*EXERCISE DESCRIPTION*. Revise the stretch of the material from the line containing "of the eroded" through the end, replacing "largest" with "biggest" and leaving everything else unchanged. Leave the pictures out of your answer.

*DATA IN THIS EXERCISE*.
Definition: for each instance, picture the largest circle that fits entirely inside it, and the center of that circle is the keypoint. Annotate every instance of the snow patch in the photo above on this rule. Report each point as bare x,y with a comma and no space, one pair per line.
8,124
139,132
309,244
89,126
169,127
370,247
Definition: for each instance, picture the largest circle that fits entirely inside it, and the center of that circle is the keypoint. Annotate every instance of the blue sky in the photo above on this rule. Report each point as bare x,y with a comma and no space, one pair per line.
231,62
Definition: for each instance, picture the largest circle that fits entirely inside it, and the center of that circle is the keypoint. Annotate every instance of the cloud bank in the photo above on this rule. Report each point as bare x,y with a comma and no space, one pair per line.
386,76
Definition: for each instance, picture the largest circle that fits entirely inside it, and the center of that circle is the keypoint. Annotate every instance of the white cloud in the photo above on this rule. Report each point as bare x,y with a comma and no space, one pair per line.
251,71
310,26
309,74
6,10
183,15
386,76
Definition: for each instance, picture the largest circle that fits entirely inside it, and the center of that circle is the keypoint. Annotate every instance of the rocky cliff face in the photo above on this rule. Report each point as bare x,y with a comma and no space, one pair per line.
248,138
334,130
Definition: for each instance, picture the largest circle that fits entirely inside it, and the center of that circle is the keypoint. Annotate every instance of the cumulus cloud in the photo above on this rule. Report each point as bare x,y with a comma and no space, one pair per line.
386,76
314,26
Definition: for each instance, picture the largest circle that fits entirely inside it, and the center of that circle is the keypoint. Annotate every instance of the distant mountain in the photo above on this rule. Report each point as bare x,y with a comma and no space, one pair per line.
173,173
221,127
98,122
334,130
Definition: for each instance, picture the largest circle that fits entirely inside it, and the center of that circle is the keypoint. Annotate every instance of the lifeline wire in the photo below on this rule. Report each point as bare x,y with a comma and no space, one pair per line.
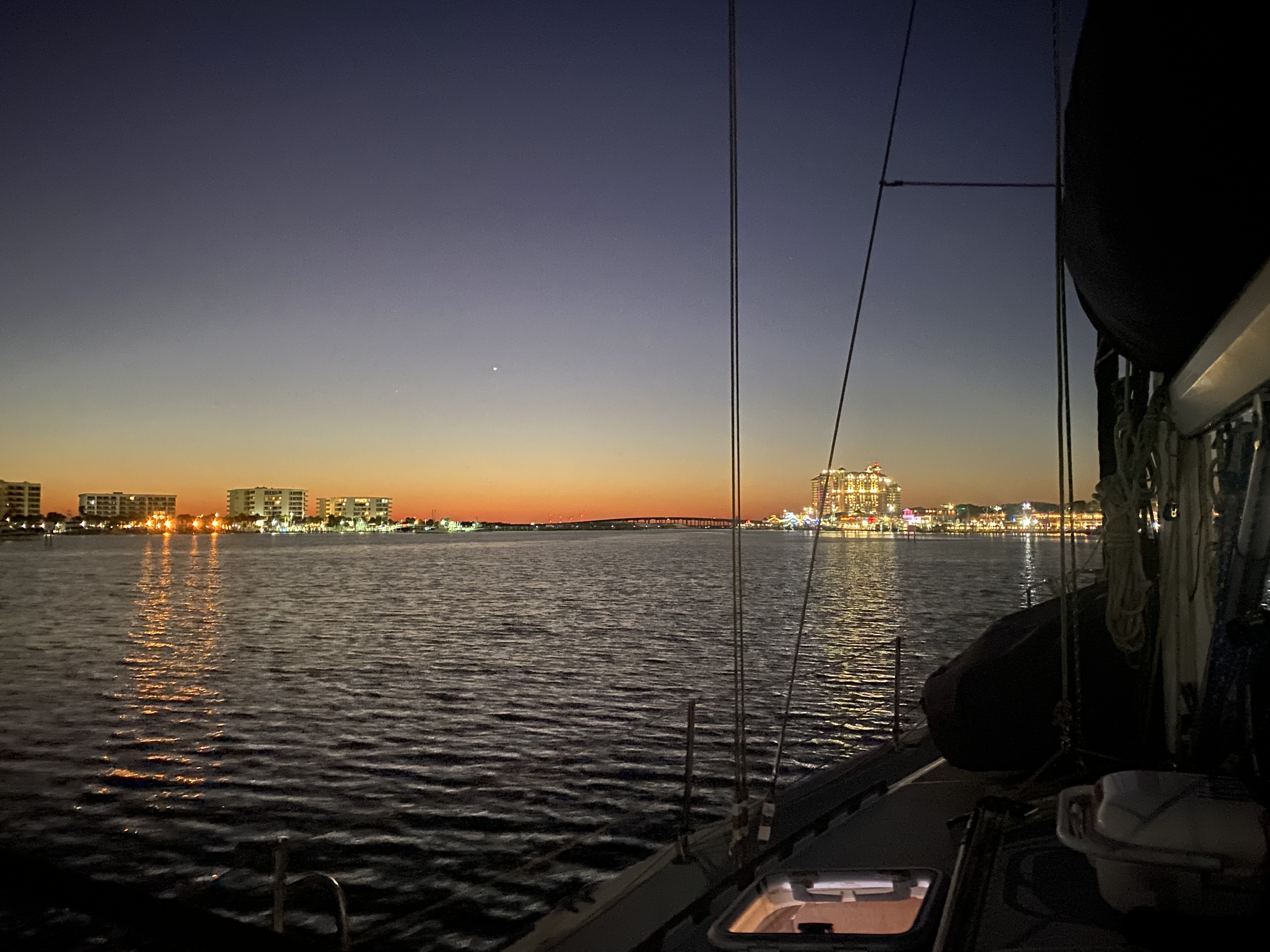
738,629
765,829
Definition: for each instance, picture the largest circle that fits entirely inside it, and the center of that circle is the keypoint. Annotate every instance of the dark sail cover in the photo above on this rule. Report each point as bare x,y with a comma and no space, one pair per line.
1168,169
993,707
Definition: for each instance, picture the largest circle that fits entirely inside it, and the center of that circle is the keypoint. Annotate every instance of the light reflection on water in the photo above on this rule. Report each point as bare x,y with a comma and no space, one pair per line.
418,712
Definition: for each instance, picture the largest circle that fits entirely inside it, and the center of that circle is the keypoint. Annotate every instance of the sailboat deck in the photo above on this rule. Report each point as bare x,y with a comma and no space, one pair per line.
893,808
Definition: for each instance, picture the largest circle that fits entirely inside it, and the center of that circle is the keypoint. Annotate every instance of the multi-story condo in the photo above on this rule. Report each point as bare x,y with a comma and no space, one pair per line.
128,506
869,493
363,508
20,499
268,502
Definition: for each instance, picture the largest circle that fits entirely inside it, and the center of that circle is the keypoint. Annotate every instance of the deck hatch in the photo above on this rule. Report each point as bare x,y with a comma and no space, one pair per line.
884,909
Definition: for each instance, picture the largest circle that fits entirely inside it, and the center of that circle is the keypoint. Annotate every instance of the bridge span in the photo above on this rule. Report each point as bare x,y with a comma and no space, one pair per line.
633,522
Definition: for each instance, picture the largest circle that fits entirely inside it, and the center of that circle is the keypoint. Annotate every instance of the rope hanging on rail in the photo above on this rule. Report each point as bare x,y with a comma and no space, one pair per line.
1123,496
765,827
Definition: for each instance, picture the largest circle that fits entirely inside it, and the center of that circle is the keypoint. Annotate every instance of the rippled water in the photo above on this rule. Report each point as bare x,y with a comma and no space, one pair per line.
420,714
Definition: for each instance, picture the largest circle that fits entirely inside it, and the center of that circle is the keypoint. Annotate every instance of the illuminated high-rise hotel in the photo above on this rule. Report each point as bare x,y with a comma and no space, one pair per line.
268,502
869,493
363,508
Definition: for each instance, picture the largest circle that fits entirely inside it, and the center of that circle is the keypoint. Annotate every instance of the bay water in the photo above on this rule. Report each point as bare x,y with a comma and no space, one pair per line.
421,715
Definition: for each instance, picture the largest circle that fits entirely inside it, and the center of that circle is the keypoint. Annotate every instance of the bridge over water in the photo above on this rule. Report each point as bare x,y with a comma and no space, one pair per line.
632,522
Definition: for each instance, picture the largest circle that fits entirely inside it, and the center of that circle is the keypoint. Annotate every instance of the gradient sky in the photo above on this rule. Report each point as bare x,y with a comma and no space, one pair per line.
268,244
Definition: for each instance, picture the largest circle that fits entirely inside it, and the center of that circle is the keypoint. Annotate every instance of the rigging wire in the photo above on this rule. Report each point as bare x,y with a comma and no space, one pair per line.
741,796
765,829
1068,714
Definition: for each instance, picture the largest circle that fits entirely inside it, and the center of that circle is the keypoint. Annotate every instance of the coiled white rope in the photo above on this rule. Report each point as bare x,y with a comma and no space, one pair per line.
1123,496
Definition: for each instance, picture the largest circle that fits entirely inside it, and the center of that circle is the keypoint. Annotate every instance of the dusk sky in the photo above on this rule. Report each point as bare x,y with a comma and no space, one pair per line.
288,244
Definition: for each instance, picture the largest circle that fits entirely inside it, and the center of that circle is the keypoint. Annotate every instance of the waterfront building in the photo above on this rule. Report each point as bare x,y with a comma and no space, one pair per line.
869,493
126,506
268,502
358,508
20,498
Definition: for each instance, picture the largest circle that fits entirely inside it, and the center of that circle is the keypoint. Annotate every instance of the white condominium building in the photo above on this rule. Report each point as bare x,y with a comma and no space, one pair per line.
268,502
869,493
363,508
126,506
20,499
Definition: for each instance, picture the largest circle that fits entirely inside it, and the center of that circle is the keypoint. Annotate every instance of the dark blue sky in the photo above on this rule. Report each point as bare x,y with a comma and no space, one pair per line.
288,244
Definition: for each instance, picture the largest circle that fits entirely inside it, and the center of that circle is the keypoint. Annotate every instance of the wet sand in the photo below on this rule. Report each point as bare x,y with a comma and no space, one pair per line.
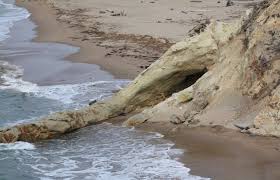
125,36
209,151
223,154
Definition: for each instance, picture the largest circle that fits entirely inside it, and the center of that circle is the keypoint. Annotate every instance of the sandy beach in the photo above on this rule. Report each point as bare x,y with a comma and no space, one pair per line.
124,39
124,44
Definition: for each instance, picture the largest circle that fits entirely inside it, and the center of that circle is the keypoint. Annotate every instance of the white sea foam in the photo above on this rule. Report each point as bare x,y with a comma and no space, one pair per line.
17,146
9,14
66,93
107,152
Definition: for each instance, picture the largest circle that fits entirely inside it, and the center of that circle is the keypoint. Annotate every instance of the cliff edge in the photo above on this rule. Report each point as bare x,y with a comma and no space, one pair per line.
221,74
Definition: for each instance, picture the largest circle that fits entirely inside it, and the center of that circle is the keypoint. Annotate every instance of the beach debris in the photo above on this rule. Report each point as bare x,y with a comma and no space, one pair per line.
229,3
175,119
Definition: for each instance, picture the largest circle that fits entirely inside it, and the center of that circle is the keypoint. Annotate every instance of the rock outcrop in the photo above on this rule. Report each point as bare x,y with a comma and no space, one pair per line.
227,74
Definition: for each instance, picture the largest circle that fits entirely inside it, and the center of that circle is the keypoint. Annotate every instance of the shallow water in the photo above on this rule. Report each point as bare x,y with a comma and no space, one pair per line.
35,81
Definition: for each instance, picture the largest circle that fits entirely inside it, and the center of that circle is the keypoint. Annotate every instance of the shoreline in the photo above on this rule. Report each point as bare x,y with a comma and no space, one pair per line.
90,53
196,160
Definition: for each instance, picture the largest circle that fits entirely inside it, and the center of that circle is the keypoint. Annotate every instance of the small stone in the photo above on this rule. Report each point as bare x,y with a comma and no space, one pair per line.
174,119
229,3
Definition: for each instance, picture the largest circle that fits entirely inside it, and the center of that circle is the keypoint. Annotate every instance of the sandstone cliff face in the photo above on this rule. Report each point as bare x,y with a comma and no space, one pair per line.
228,75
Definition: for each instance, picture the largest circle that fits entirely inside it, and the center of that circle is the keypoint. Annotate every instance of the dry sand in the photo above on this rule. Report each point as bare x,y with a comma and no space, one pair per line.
125,44
123,36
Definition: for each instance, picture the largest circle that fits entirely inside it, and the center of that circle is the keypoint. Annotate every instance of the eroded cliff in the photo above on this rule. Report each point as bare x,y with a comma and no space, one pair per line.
222,74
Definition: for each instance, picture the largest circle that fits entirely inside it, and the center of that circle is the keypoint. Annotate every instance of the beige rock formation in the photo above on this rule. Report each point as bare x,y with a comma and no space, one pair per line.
228,75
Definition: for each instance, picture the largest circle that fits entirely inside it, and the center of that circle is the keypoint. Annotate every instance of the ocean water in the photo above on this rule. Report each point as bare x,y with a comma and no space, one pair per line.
101,152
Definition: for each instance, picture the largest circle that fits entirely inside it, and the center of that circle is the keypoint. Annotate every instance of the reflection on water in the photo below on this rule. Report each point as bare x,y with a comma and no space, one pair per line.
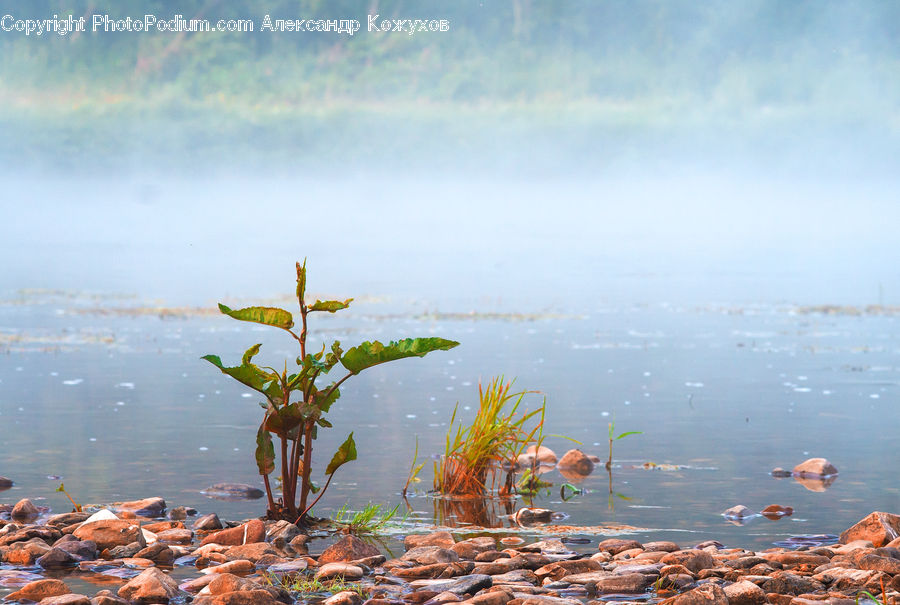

*COMPLETE OUTPUT*.
Definition: for each instance, picture the biggest circle that fits entirely inside it, and the center of that circle is the keypoint. Annotate every instance of the eroded cliff in the photo above on this rule. Report each point as bare x,y with a comma and no space, one pair per line.
222,74
Definition: for each instance, picture the biggest circle that fits entirely inside it, and the center of that circle is the keypoint. Annotate every instance of the beige rock formation in the photo above on this rule. Report each point as bare x,y with a comma and no space, one pair per line.
228,75
Definition: for each instance, picture the biggest circle that fits entirely inside it, and the center of that circle is the keypoint. Annotate every instance of the ocean water in the photo above on this rule. Report each point as bare x,y with a comma and no space, one pair per line.
101,152
Definition: for each instance, picture the biggest circle that fits entirely inside it, and the center of that circle is the keypoint. Annotate every instance of the reflection on water in the photo below on this rule. Report each point as bare x,y with a comma and no space, one pair per line.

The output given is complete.